_Try it_
Leave out the pictures and transcribe the rest of the records exactly.

_Provided records_
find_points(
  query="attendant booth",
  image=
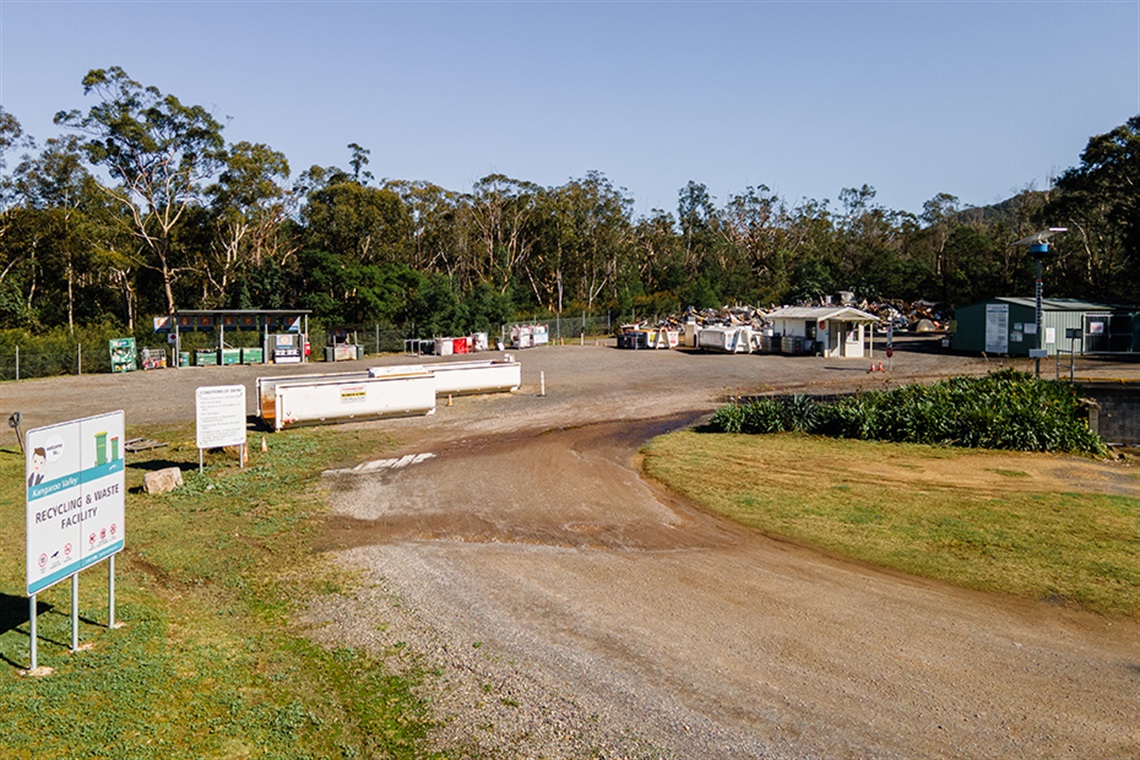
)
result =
(278, 335)
(832, 332)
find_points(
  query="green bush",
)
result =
(1002, 410)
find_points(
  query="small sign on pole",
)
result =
(220, 418)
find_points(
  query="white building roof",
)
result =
(821, 313)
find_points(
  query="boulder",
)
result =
(161, 481)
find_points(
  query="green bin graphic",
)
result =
(100, 448)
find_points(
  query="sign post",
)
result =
(75, 505)
(220, 418)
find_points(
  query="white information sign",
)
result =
(75, 497)
(220, 414)
(996, 328)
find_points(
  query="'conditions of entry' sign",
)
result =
(220, 416)
(75, 497)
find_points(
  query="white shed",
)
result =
(835, 331)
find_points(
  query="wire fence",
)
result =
(79, 358)
(22, 365)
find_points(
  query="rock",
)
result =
(161, 481)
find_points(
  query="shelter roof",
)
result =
(242, 312)
(821, 313)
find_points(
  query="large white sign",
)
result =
(220, 416)
(75, 497)
(996, 328)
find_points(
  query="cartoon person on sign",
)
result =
(39, 457)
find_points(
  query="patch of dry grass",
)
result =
(1033, 525)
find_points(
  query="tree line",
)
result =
(140, 206)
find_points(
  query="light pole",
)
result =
(1039, 247)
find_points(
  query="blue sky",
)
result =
(978, 99)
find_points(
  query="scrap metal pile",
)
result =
(742, 328)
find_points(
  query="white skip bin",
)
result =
(471, 377)
(731, 340)
(391, 392)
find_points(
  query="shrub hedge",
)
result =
(1002, 410)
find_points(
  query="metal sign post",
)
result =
(220, 418)
(75, 506)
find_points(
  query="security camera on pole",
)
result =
(1039, 246)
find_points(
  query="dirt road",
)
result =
(573, 610)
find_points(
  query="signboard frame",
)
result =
(220, 418)
(74, 508)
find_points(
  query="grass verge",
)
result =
(968, 517)
(208, 662)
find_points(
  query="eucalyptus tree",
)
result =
(361, 225)
(250, 204)
(503, 213)
(1099, 201)
(659, 255)
(157, 152)
(699, 222)
(438, 239)
(754, 226)
(57, 193)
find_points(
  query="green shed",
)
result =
(1008, 326)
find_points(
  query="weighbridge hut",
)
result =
(1008, 326)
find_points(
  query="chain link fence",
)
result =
(18, 364)
(79, 358)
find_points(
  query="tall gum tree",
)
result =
(160, 150)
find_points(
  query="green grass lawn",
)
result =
(963, 516)
(208, 662)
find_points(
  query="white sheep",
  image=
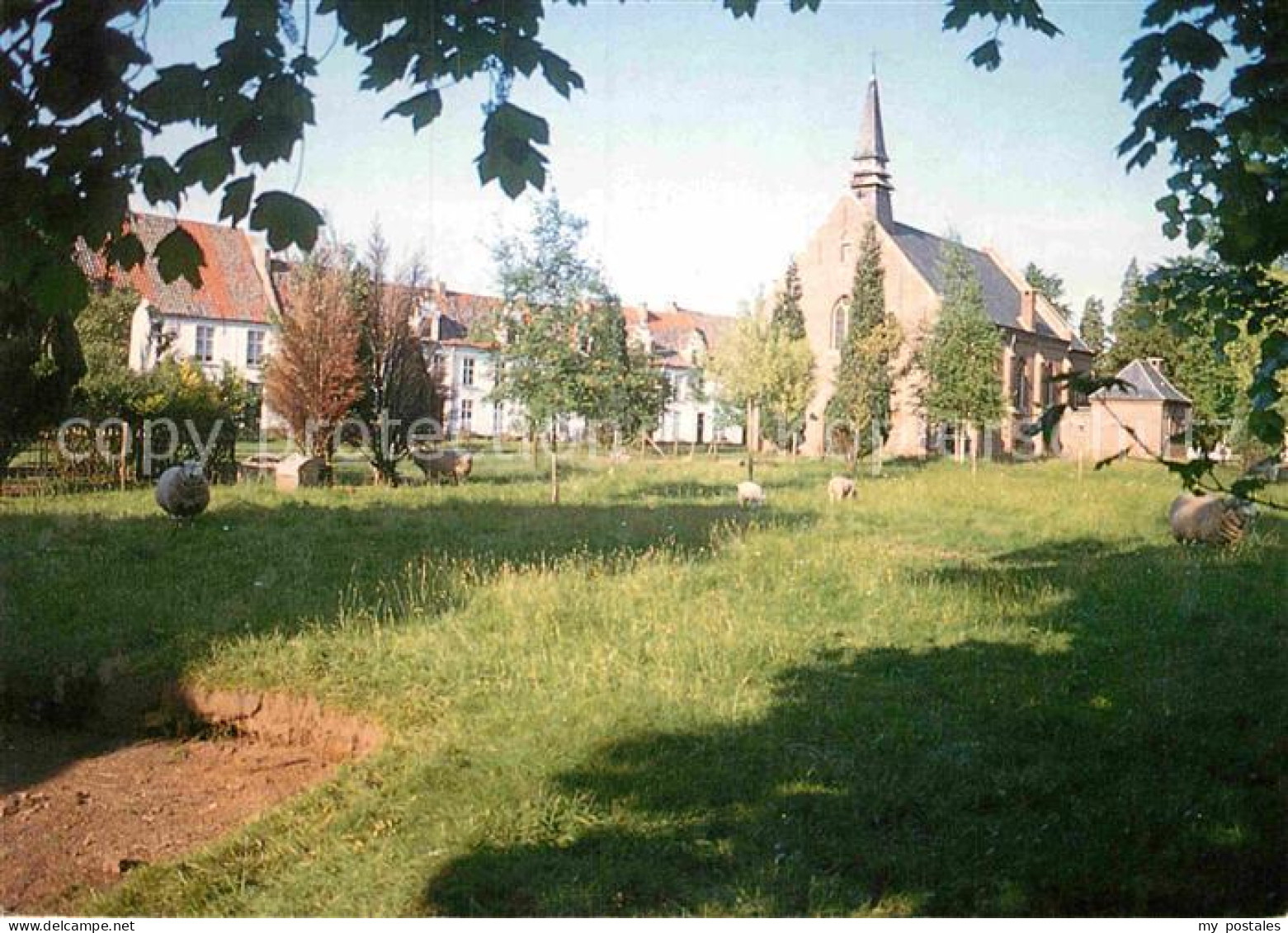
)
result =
(750, 494)
(840, 488)
(183, 492)
(1210, 519)
(445, 464)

_Result for this exercise_
find_points(
  query="attendant booth",
  image=
)
result =
(278, 335)
(832, 332)
find_points(
  query="green bush",
)
result =
(1002, 410)
find_points(
  query="small sign on pole",
)
result =
(220, 418)
find_points(
  query="white building roof",
)
result =
(821, 313)
find_points(
  query="boulder",
)
result =
(161, 481)
find_points(
  query="green bin graphic",
)
result =
(100, 448)
find_points(
  query="sign post",
)
result =
(75, 505)
(220, 418)
find_points(
  query="white information sign",
)
result =
(75, 497)
(220, 414)
(996, 328)
find_points(
  query="'conditions of entry' sign",
)
result =
(220, 416)
(75, 497)
find_points(
  query="white shed",
)
result =
(835, 331)
find_points(
  query="wire fence",
)
result =
(79, 358)
(22, 365)
find_points(
  query="rock",
)
result =
(161, 481)
find_points(
  query="shelter roof",
)
result =
(242, 312)
(821, 313)
find_points(
  query="large white sign",
)
result =
(220, 416)
(75, 497)
(996, 328)
find_points(
  query="cartoon person on sign",
)
result =
(39, 457)
find_points(
  query="patch of dry grass",
)
result =
(1033, 525)
find_points(
  query="tree line",
)
result =
(140, 206)
find_points(
  query="light pole",
)
result =
(1039, 247)
find_points(
  query="blue sky",
)
result =
(978, 99)
find_points(
  query="scrap metal pile",
)
result =
(742, 328)
find_points(
  query="white skip bin",
)
result =
(471, 377)
(731, 340)
(391, 392)
find_points(
  query="shrub hedge",
)
result =
(1002, 410)
find_points(
  query="metal sign post",
)
result =
(220, 418)
(75, 506)
find_points(
  query="security camera on pole",
)
result =
(1039, 246)
find_points(
  query="dirt road",
)
result =
(573, 610)
find_points(
  query="signboard frame",
)
result =
(220, 418)
(74, 508)
find_points(
  query="grass verge",
)
result =
(968, 517)
(208, 662)
find_points(
  query="eucalyptus tree",
)
result =
(361, 225)
(250, 204)
(503, 213)
(1099, 201)
(659, 255)
(157, 152)
(699, 222)
(438, 239)
(754, 226)
(57, 193)
find_points(
  query="green shed",
)
result =
(1008, 326)
find_points(
  query="weighbridge hut",
)
result =
(1008, 326)
find_points(
  query="chain link fence",
)
result =
(18, 364)
(79, 358)
find_points(
  query="tall gum tree",
)
result =
(160, 150)
find_points(
  query="green grass lawn",
)
result =
(963, 516)
(208, 662)
find_points(
  query="white sheep",
  image=
)
result =
(750, 494)
(840, 488)
(183, 492)
(1210, 519)
(445, 464)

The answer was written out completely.